→ **CONSIGNE DE L'EXERCICE**
Poursuivez l'échange ci-dessous sur le financement des exportations par EDC en reprenant juste après sa dernière phrase.

→ **TEXTE EXTRAIT**
———
Mme Séguin : Non. La plupart du temps, surtout en ce qui concerne l'appui aux entreprises canadiennes pour les comptes clients, ou lorsqu'elles ont besoin d'un financement, nous collaborons avec les banques. Donc, la réponse, c'est non. S'il s'agit de l'assurance, ce sont des compagnies d'assurance canadiennes qui offrent les couvertures de comptes clients; s'il s'agit de financement, ce sont les banques. Ainsi, il n'est pas question d'être refusé par une autre banque. La majorité du temps, nous travaillons avec les banques canadiennes pour partager le risque, tout simplement.
Le sénateur Robichaud : Alors, pourquoi ferais-je appel à vous plutôt qu'à une banque canadienne?
Mme Séguin : Dans le cas d'un gros contrat à l'exportation, l'exportateur doit avoir accès au financement. La banque canadienne va souvent lui proposer de travailler avec EDC pour avoir un contrat à l'exportation. C'est d'ailleurs la banque canadienne qui demandera à EDC d'intervenir. Si nous communiquons directement avec l'exportateur, nous lui demandons avec quelles banques canadiennes il fait affaire, et nous travaillerons avec la banque canadienne. C'est la façon de procéder d'EDC.
Le sénateur Robichaud : Vous travaillez avec les exportateurs, mais j'ai cru comprendre dans votre exposé que, si je suis d'un autre pays et que je veux importer des biens canadiens — même si je viens d'un pays étranger —, vous allez m'aider à financer cette transaction. Est-ce que j'ai besoin d'être associé à une compagnie canadienne?
———
→ **SECTION DES DONNÉES**
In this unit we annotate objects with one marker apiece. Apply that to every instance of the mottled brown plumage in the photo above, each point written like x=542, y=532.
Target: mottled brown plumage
———
→ **RÉPONSE CI-DESSOUS**
Mme Séguin : Je peux vous donner un exemple concret. Je suis revenue en juillet à Ottawa, mais auparavant, je travaillais comme représentante en chef d'EDC à Mexico. Nous avons 16 représentations internationales et elles sont toutes dans les ambassades canadiennes. Mon rôle était de maintenir des relations avec des acheteurs potentiels, qui sont souvent de grandes entreprises intéressées à connaître les capacités canadiennes. Avec les représentants des Affaires étrangères et des provinces, nous vendons les capacités canadiennes. Lorsqu'ils souhaitaient connaître ce que nous pouvions offrir comme financement — quand il y a un angle canadien d'acheter au Canada —, c'est là qu'EDC intervenait et mentionnait la possibilité d'offrir du financement.
Comme toute banque, il fallait que la compagnie étrangère ait des états financiers solides. S'ils demandent un prêt d'un million de dollars et qu'ils ont des ventes de 2 millions de dollars, l'équation ne fonctionne pas. Cependant, lorsque ce sont des entreprises qui jouissent d'une bonne situation financière et que tous les autres risques que j'ai mentionnés sont acceptables, c'est notre rôle d'offrir du financement à l'international.
Il y a aussi des demandes qui viennent directement de l'exportateur qui souhaite connaître ce que nous pouvons offrir à son acheteur comme financement. On entre alors en communication avec eux directement, c'est-à-dire avec les entreprises étrangères.
Le sénateur Robichaud : J'ai un peu de difficulté avec ce que vous avez dit concernant les exportateurs qui demandent votre aide pour financer l'importateur à l'autre bout. Pourquoi ne pas faire toute la transaction avec l'exportateur canadien dans un premier temps?
Mme Séguin : Il y a différents besoins : si l'exportateur a besoin d'un fonds de roulement pour livrer son contrat, le financement peut se faire ici. Souvent, il s'agit d'un financement à plus court terme. Un acheteur d'équipement de 10 millions de dollars peut demander un financement sur quatre ou cinq ans, par exemple. L'exportateur ne veut pas prendre en charge ce financement. Il demande donc à EDC d'intervenir directement auprès de son acheteur pour ne pas tenir cette obligation dans ses livres. Lorsque l'exportateur envoie sa marchandise, c'est payé, tout est réglé avec l'exportateur et il reste le financement avec EDC.
Le sénateur Robichaud : Vous prenez le risque que lui ne veut pas prendre.
Mme Séguin : Exactement.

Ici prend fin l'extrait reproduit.